• _DIRECTIONS FOR THIS TASK_
The entire listing, reproduced exactly and stripped of images, is the expected output.
(DATA EXTRACT)
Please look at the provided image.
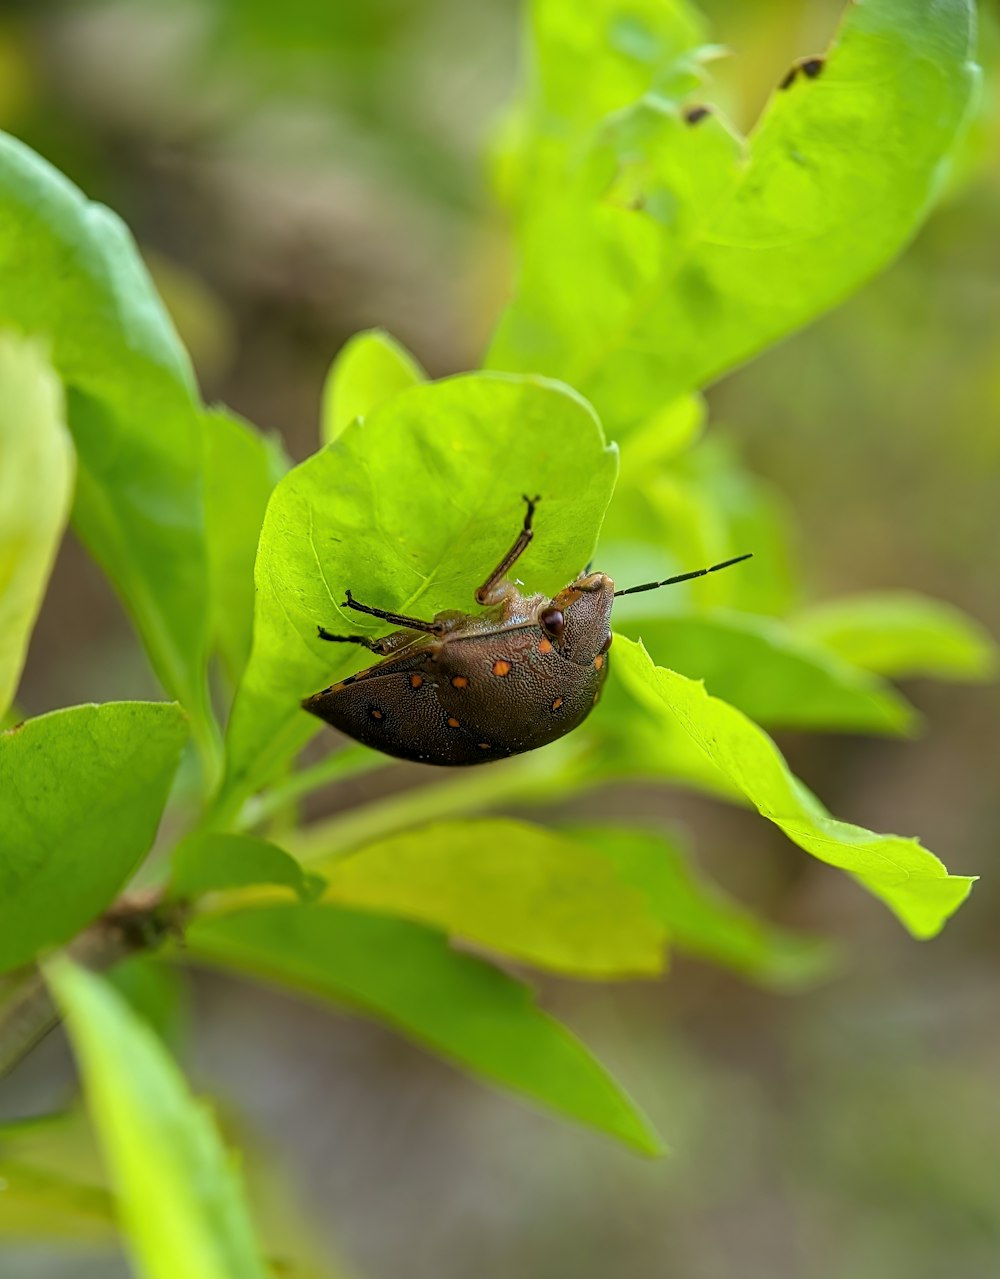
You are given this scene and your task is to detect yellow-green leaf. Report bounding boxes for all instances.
[48,958,269,1279]
[621,610,916,735]
[614,635,974,938]
[318,818,666,977]
[490,0,978,429]
[0,333,74,719]
[321,328,425,444]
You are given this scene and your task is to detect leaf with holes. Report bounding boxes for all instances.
[489,0,978,429]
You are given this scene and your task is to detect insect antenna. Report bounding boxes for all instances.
[614,553,753,598]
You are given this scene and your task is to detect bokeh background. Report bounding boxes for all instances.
[3,0,999,1276]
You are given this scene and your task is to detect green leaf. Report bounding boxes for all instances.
[613,635,975,938]
[187,903,663,1155]
[48,958,270,1279]
[170,833,324,904]
[318,817,666,977]
[793,591,998,683]
[0,333,74,720]
[321,328,425,444]
[0,702,188,973]
[619,609,915,735]
[106,954,190,1046]
[489,0,978,428]
[219,372,618,815]
[496,0,709,204]
[204,408,288,682]
[0,132,217,756]
[0,1110,115,1243]
[575,825,835,989]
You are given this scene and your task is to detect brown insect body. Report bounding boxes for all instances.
[303,571,613,766]
[303,496,748,767]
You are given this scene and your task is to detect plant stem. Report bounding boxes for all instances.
[0,891,182,1078]
[288,738,589,867]
[238,744,390,831]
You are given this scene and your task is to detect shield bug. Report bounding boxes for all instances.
[303,496,750,766]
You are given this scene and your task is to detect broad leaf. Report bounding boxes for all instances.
[204,408,288,682]
[0,702,188,973]
[0,132,216,757]
[0,334,74,719]
[489,0,978,428]
[620,610,915,735]
[496,0,709,205]
[220,373,618,815]
[321,328,425,444]
[188,903,663,1154]
[318,818,666,977]
[49,958,269,1279]
[170,833,323,904]
[576,825,835,989]
[793,591,997,683]
[614,636,974,938]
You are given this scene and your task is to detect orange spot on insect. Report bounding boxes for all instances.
[492,659,512,677]
[551,697,564,711]
[370,708,383,720]
[478,742,490,750]
[593,654,605,670]
[447,717,461,728]
[409,674,423,688]
[538,638,552,655]
[451,675,469,688]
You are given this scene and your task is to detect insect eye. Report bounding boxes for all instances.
[540,607,565,638]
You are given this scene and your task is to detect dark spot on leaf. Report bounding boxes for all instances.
[782,56,824,90]
[684,105,711,126]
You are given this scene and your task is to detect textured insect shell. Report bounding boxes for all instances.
[303,618,609,766]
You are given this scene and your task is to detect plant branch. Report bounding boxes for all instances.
[0,890,185,1079]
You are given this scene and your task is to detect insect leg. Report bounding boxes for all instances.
[316,627,383,650]
[341,590,444,635]
[475,493,540,605]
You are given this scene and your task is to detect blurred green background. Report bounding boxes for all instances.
[3,0,999,1276]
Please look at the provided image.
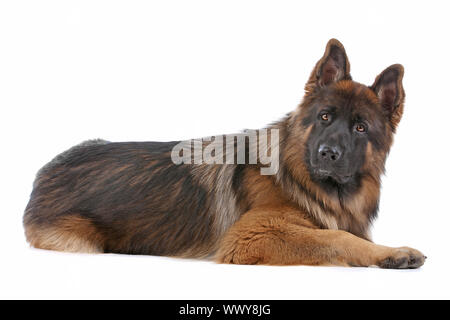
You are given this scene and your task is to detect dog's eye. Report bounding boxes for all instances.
[320,113,330,121]
[355,124,366,133]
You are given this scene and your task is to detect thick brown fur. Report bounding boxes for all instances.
[23,39,425,268]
(End DATA EXTRACT)
• _RESULT OF THIS TASK_
Please look at the provided image.
You are given this scene and your task is to detect yellow-green leaf. Report bounding boxes for all instances.
[48,958,269,1279]
[621,610,916,735]
[614,635,974,938]
[318,818,666,977]
[490,0,978,429]
[0,333,74,719]
[321,328,425,444]
You are given this scene and your task is to detect leaf with holes. Report bounding boxes for all instances.
[489,0,978,429]
You are given this scene and your task is to detect insect antenna. Report bounding boxes for all instances.
[614,553,753,598]
You are given this scene and your task is to detect bokeh background. Report bounding boxes for all instances.
[3,0,999,1276]
You are given this scene and your task is to detect green leaf. Report bounding boxes for all instances.
[613,635,975,938]
[187,903,663,1155]
[48,958,270,1279]
[170,833,324,904]
[318,817,666,977]
[793,591,998,683]
[0,333,74,720]
[321,328,425,444]
[0,702,188,973]
[619,609,915,735]
[106,954,190,1046]
[489,0,978,428]
[219,372,618,815]
[496,0,709,204]
[204,408,288,682]
[0,132,217,756]
[0,1110,115,1243]
[575,825,835,989]
You are given this scene and your task is to detect brown insect body. Report bounding boxes for all instances.
[303,571,613,766]
[303,496,748,767]
You are given this scene and your task is to detect plant stem. Report bounding boxes for all instances.
[0,891,182,1078]
[288,738,589,867]
[238,744,390,831]
You are given this scene and your task is to detect shield bug. Report bounding boxes for all instances.
[303,496,750,766]
You are given this scene and your task is to detect broad leaf. Report bounding boxes for all instances.
[204,408,288,682]
[0,702,188,973]
[0,132,216,757]
[0,334,74,719]
[489,0,978,428]
[620,610,915,735]
[496,0,709,205]
[220,373,618,815]
[321,328,425,444]
[188,903,663,1154]
[318,818,666,977]
[49,958,269,1279]
[170,833,323,904]
[576,825,835,989]
[793,591,997,683]
[614,636,974,938]
You are given this scene and your task is to detect orange spot on insect. Report bounding boxes for all instances.
[492,659,512,677]
[551,697,564,711]
[370,708,383,720]
[478,742,490,750]
[593,654,605,670]
[447,717,461,728]
[409,674,423,688]
[538,638,552,655]
[451,675,469,688]
You are given this scene and your task is to detect insect eye. Report bounding boxes for all instances.
[540,607,565,638]
You are given this scene and your task is to detect dark spot on leaf. Report bounding boxes for all instances.
[782,56,824,90]
[684,105,711,126]
You are given this scene and your task is to detect textured insect shell. Report bounding boxes for all instances.
[303,618,609,766]
You are given this scene and your task is to detect plant branch. Report bounding boxes for all instances.
[0,890,185,1079]
You are given this scene and your task is to detect insect leg. Report bounding boxes for all instances.
[316,627,383,650]
[341,590,444,635]
[475,493,540,605]
You are given this scene and your task is to detect blurred green background. Report bounding boxes for all instances.
[3,0,999,1276]
Please look at the provided image.
You are given this scene and your task is to detect dog's eye. Report bounding boxes for all instances.
[320,113,330,121]
[355,124,366,133]
You are given this scene and your task is to detect thick brown fur. Report bounding boxes for all instances.
[23,39,425,268]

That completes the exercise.